— TASK REQUIREMENTS —
Render everything from the start of the material down to the line containing "[0,0,800,533]" as a numbered list, skipping blank lines. Leave the pictures out.

(begin)

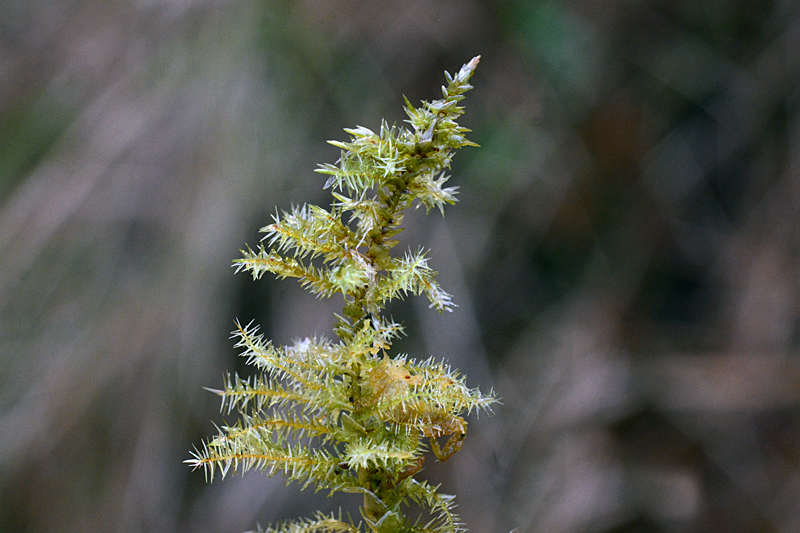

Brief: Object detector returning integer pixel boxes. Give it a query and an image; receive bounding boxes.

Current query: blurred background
[0,0,800,533]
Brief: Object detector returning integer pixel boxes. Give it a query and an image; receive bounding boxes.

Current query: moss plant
[186,57,496,533]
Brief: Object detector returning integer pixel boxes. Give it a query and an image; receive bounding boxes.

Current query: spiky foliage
[187,57,495,533]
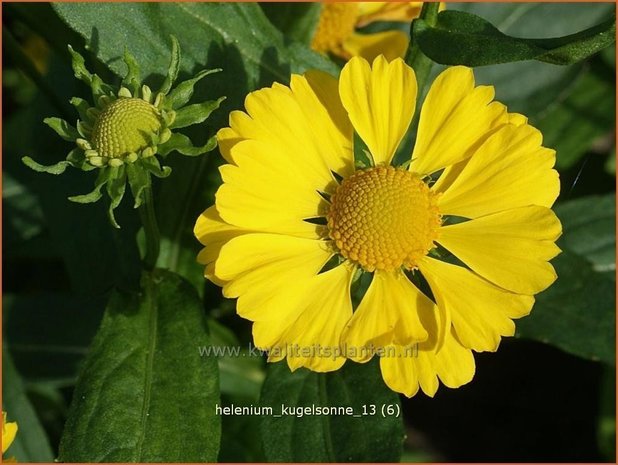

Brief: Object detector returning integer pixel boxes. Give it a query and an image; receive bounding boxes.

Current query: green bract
[22,36,225,228]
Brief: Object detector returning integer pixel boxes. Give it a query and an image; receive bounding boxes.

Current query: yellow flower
[311,2,423,61]
[2,412,18,454]
[194,56,561,396]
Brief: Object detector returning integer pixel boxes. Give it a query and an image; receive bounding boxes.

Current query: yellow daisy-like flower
[311,2,423,61]
[194,56,561,396]
[2,412,17,454]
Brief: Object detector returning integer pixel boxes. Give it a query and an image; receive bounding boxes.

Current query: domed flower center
[327,166,441,271]
[92,98,161,158]
[311,2,359,53]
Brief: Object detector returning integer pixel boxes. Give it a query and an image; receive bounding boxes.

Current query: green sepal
[69,167,110,203]
[122,47,141,97]
[21,157,71,174]
[107,165,127,229]
[70,97,90,121]
[43,118,81,142]
[165,68,222,110]
[354,132,375,169]
[90,74,114,102]
[159,35,180,95]
[140,157,172,178]
[66,147,97,171]
[159,132,217,157]
[170,97,225,129]
[68,45,92,86]
[126,163,150,208]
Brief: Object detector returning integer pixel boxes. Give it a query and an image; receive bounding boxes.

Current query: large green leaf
[412,10,616,66]
[517,252,616,364]
[261,359,403,462]
[2,347,54,462]
[60,271,220,462]
[556,194,616,276]
[208,320,264,402]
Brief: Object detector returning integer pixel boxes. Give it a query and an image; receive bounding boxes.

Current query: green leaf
[555,194,616,273]
[208,319,264,402]
[412,10,616,66]
[126,163,150,208]
[106,165,127,229]
[517,252,616,364]
[69,167,109,203]
[260,2,322,45]
[122,46,142,96]
[139,157,172,178]
[43,118,81,142]
[165,68,222,110]
[2,347,54,462]
[159,132,217,157]
[170,97,225,129]
[60,270,220,462]
[68,45,93,86]
[159,35,180,95]
[536,62,616,169]
[21,157,71,174]
[260,359,404,462]
[70,97,91,122]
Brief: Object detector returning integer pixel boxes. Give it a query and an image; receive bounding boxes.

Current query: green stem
[405,2,440,95]
[2,26,73,120]
[139,186,161,270]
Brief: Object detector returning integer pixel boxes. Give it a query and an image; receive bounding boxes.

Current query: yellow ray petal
[343,31,409,63]
[339,56,416,164]
[218,72,353,180]
[289,70,354,177]
[438,124,560,218]
[216,140,324,238]
[438,205,562,295]
[410,66,508,175]
[2,412,18,452]
[380,329,475,397]
[193,205,251,286]
[215,234,332,321]
[342,270,438,362]
[432,109,528,192]
[277,264,354,372]
[419,257,534,352]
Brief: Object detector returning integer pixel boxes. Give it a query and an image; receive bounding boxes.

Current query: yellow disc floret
[311,2,359,53]
[92,98,161,158]
[327,166,441,271]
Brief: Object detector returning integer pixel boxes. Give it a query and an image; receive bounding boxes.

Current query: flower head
[311,2,423,61]
[23,36,224,227]
[195,56,561,396]
[2,412,18,454]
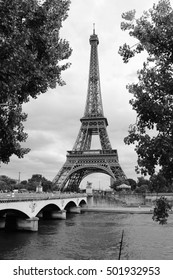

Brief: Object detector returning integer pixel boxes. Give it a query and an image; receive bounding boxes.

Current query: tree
[152,196,172,225]
[150,172,171,193]
[119,0,173,183]
[0,175,17,191]
[0,0,72,163]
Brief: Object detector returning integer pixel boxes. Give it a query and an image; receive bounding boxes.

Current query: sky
[0,0,172,188]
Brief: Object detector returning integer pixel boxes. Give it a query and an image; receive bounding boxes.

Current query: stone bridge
[0,193,87,231]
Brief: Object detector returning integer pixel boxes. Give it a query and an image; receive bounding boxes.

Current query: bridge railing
[0,192,86,202]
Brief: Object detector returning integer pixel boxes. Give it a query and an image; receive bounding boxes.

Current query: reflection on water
[0,196,173,260]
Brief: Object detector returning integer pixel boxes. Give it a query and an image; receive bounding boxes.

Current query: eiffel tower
[53,28,126,191]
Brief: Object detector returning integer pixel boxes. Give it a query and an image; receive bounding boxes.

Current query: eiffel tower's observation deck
[53,28,126,191]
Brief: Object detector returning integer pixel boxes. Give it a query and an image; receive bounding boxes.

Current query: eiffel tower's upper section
[84,25,104,118]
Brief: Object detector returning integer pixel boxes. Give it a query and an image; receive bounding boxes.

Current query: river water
[0,196,173,260]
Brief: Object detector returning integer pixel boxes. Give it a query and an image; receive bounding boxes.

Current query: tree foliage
[152,197,171,225]
[0,0,71,163]
[119,0,173,183]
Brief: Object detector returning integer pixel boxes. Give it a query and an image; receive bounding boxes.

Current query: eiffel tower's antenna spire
[93,23,95,35]
[84,26,104,118]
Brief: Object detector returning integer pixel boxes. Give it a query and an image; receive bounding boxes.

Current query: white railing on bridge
[0,192,87,203]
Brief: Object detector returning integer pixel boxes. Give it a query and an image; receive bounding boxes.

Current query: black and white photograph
[0,0,173,274]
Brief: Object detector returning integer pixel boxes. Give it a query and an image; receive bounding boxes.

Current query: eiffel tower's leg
[99,128,112,150]
[52,160,72,190]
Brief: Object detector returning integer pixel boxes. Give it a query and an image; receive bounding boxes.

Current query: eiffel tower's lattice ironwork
[53,29,126,190]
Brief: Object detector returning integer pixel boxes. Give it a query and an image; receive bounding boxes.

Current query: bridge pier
[68,206,81,214]
[17,217,39,231]
[51,210,66,220]
[37,211,43,218]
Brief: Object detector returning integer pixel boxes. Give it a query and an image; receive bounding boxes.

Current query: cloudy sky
[0,0,170,188]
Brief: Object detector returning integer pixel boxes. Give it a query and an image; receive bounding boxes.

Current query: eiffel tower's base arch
[53,150,127,191]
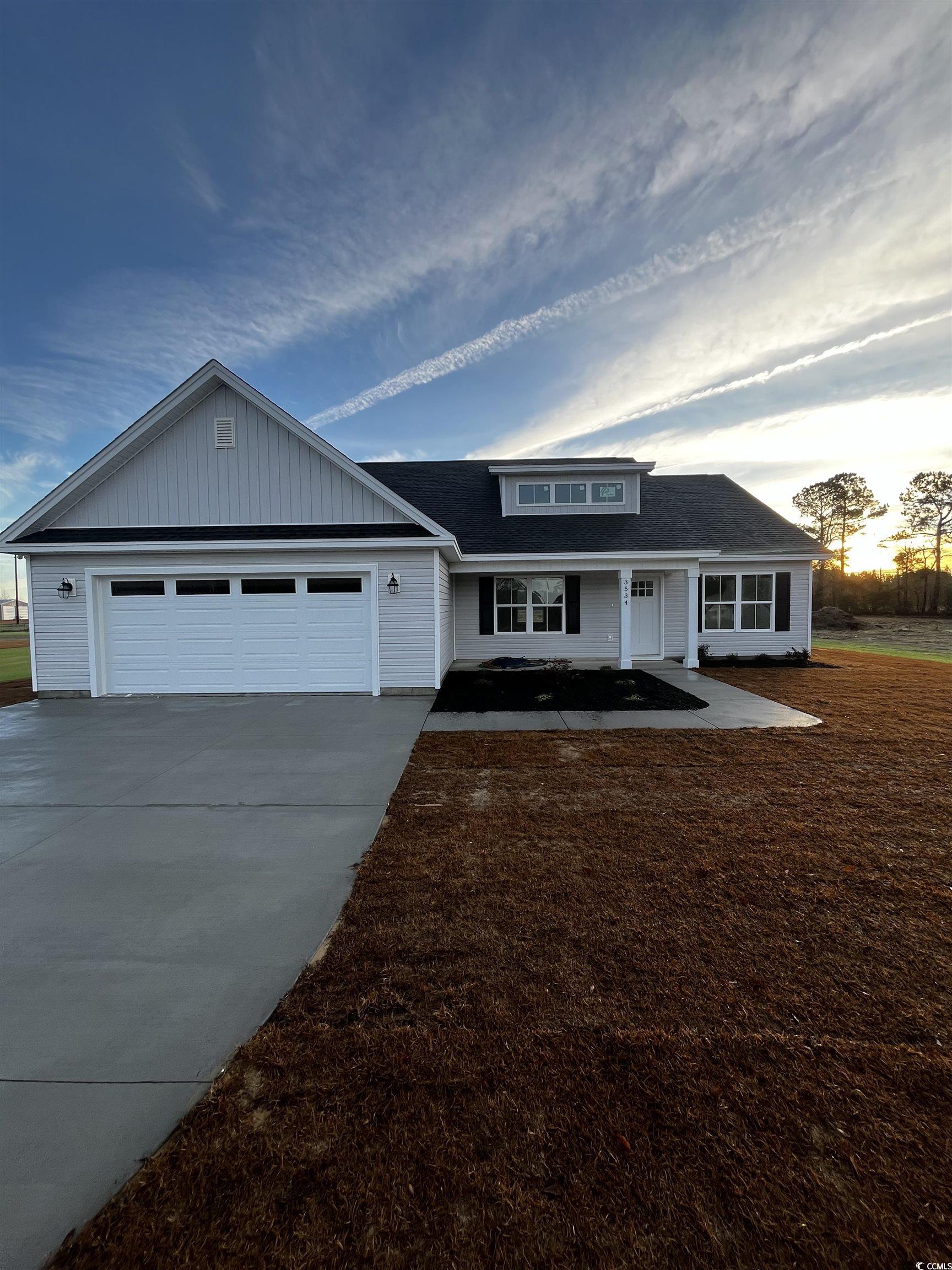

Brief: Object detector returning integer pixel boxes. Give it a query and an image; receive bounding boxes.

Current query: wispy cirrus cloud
[169,121,225,216]
[0,450,68,525]
[5,4,948,566]
[485,309,952,457]
[306,203,822,428]
[17,5,942,396]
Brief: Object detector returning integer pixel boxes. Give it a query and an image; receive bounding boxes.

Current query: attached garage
[95,570,376,693]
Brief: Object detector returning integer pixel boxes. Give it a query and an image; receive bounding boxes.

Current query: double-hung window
[496,575,565,634]
[740,573,773,631]
[703,573,774,631]
[705,573,738,631]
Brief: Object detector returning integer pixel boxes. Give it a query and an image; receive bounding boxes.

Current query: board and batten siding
[437,555,456,680]
[55,388,408,527]
[453,569,619,663]
[29,550,435,692]
[664,560,813,656]
[500,469,639,515]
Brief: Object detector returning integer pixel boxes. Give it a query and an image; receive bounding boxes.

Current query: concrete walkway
[0,696,431,1270]
[423,661,823,731]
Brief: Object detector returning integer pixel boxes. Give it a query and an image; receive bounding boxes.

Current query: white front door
[631,577,661,660]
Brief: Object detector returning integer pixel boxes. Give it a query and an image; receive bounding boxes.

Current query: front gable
[50,385,409,528]
[5,362,444,541]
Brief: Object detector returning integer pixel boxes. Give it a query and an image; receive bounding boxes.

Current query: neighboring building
[0,362,825,696]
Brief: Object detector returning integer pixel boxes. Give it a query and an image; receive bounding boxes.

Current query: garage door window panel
[175,578,231,596]
[307,578,363,596]
[109,578,165,596]
[241,578,297,596]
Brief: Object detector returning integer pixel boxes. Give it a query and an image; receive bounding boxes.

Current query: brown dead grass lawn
[56,653,952,1270]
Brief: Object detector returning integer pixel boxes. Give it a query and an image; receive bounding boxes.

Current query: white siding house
[3,362,823,696]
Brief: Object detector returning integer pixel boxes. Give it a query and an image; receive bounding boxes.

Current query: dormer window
[517,480,625,507]
[592,480,625,503]
[519,481,552,507]
[556,480,589,503]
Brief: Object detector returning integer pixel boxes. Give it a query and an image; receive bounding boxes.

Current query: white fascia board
[4,359,452,548]
[489,459,655,476]
[450,551,720,573]
[701,551,836,564]
[0,537,455,555]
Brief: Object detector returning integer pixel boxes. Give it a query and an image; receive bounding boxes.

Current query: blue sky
[0,0,952,594]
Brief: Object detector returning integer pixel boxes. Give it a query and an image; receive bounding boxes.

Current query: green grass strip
[814,635,952,661]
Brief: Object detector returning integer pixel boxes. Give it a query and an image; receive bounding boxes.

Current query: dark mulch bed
[433,669,707,714]
[56,653,952,1270]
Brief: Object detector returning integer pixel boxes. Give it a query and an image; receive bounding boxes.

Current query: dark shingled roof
[15,521,433,545]
[360,459,819,555]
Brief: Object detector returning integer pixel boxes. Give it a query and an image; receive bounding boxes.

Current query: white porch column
[684,569,701,669]
[618,569,631,671]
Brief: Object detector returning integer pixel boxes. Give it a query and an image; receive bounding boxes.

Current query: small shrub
[783,648,810,665]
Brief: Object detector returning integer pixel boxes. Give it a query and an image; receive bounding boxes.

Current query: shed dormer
[489,459,655,515]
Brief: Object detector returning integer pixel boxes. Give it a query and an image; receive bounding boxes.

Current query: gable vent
[214,419,235,450]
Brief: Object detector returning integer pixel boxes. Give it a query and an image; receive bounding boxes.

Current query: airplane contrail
[305,214,802,428]
[500,309,952,459]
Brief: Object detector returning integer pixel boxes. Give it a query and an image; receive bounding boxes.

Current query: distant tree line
[793,471,952,614]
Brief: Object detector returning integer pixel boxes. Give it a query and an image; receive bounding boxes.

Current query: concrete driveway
[0,696,430,1270]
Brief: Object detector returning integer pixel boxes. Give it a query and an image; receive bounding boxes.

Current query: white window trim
[515,480,627,507]
[493,572,566,639]
[701,569,777,635]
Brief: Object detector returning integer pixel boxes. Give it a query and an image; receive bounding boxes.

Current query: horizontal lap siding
[29,556,89,692]
[56,389,408,527]
[438,556,455,677]
[453,570,619,660]
[378,550,437,688]
[697,560,811,656]
[664,570,686,656]
[30,550,435,692]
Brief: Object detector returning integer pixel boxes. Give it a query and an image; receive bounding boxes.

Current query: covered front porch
[452,556,700,671]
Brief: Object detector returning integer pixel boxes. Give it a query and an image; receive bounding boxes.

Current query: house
[0,360,824,696]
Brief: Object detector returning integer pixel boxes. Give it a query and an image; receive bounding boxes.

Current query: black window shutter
[565,573,581,635]
[480,578,495,635]
[773,573,789,631]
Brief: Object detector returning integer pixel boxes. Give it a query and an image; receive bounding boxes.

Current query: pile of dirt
[813,605,863,631]
[0,680,36,707]
[55,653,952,1270]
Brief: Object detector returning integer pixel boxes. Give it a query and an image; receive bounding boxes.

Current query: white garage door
[103,573,372,692]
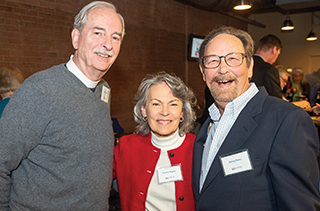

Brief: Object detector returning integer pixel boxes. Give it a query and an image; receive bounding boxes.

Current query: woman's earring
[180,116,184,122]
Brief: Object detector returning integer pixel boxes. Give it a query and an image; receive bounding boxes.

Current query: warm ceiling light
[306,12,318,41]
[281,15,294,31]
[306,30,318,41]
[233,0,251,10]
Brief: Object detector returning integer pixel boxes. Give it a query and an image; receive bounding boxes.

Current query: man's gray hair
[73,1,125,40]
[199,26,254,69]
[134,72,197,136]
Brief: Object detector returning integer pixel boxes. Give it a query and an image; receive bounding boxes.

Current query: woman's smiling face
[141,82,183,137]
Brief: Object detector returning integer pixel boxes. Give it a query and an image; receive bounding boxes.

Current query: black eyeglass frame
[202,52,247,69]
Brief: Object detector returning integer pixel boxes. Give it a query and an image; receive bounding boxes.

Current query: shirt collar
[208,83,259,121]
[66,55,100,89]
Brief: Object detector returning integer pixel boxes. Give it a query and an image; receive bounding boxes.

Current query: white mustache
[211,75,237,83]
[93,49,114,57]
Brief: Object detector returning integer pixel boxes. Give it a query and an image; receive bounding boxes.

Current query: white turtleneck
[146,130,185,211]
[66,55,100,89]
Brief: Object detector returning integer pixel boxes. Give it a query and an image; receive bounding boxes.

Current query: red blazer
[113,133,196,211]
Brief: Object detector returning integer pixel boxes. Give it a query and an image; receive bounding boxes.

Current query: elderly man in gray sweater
[0,1,124,211]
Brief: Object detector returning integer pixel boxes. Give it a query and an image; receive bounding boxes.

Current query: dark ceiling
[175,0,320,27]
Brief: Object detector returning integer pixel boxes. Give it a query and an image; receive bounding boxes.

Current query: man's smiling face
[200,34,253,103]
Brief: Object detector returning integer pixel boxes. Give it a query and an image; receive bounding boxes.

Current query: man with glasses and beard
[192,27,320,211]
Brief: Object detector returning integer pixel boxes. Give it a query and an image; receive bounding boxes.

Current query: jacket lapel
[192,117,211,199]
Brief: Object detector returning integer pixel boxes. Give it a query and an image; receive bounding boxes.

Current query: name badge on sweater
[101,86,110,103]
[220,149,253,176]
[157,165,183,184]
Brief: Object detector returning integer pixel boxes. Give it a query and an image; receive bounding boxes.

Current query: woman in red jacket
[113,72,196,211]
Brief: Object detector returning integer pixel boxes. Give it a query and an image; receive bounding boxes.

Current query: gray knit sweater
[0,64,114,211]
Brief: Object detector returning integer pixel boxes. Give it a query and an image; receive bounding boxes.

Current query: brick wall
[0,0,247,133]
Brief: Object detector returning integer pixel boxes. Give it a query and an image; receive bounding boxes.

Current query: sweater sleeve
[0,80,50,210]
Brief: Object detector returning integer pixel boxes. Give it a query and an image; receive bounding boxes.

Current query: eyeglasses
[202,52,247,69]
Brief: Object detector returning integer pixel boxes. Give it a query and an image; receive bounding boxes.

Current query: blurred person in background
[192,27,320,211]
[276,65,320,115]
[251,34,282,98]
[0,67,24,117]
[286,67,310,102]
[113,72,196,211]
[306,68,320,106]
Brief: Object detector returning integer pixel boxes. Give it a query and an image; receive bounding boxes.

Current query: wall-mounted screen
[188,34,204,61]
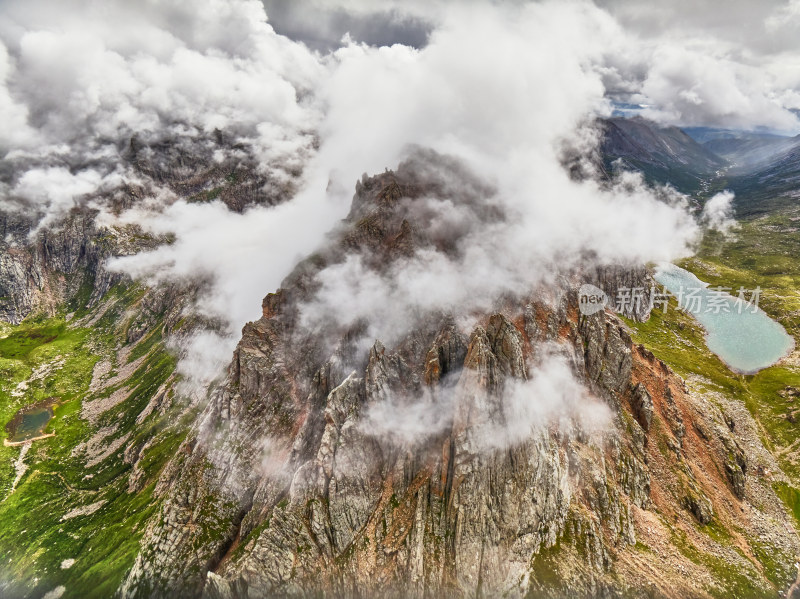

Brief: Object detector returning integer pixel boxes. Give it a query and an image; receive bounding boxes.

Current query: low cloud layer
[0,0,800,394]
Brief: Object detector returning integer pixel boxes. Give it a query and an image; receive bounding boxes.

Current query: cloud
[359,345,612,451]
[6,0,800,394]
[700,190,736,233]
[0,0,322,177]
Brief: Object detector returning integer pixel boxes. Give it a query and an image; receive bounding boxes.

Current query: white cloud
[701,190,736,233]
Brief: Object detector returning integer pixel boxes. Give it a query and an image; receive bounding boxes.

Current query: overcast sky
[0,0,800,390]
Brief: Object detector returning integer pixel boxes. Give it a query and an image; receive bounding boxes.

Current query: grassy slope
[628,212,800,597]
[0,288,181,597]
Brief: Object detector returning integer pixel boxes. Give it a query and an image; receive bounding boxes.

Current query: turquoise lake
[655,264,794,374]
[9,406,53,443]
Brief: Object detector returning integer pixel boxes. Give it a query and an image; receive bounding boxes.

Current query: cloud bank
[0,0,800,398]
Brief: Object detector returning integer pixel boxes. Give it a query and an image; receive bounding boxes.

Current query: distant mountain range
[600,116,800,216]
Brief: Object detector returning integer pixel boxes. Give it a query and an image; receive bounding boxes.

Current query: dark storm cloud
[264,0,432,52]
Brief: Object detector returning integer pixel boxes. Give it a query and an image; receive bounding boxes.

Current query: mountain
[115,156,800,598]
[688,130,800,173]
[0,124,800,599]
[600,116,729,193]
[726,138,800,216]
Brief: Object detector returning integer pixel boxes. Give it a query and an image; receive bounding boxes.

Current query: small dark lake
[6,398,56,443]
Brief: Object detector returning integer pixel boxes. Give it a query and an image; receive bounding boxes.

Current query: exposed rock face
[120,157,800,598]
[0,212,118,324]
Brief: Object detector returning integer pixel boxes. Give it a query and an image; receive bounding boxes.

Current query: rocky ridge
[119,156,800,598]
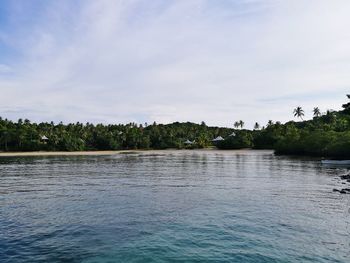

(end)

— SOLVED PROBLEM —
1. Brief: Object detector returning integer pixel boxes. Give it a query and an image; receive bounding boxes.
2. Current query: blurred background
3. [0,0,800,533]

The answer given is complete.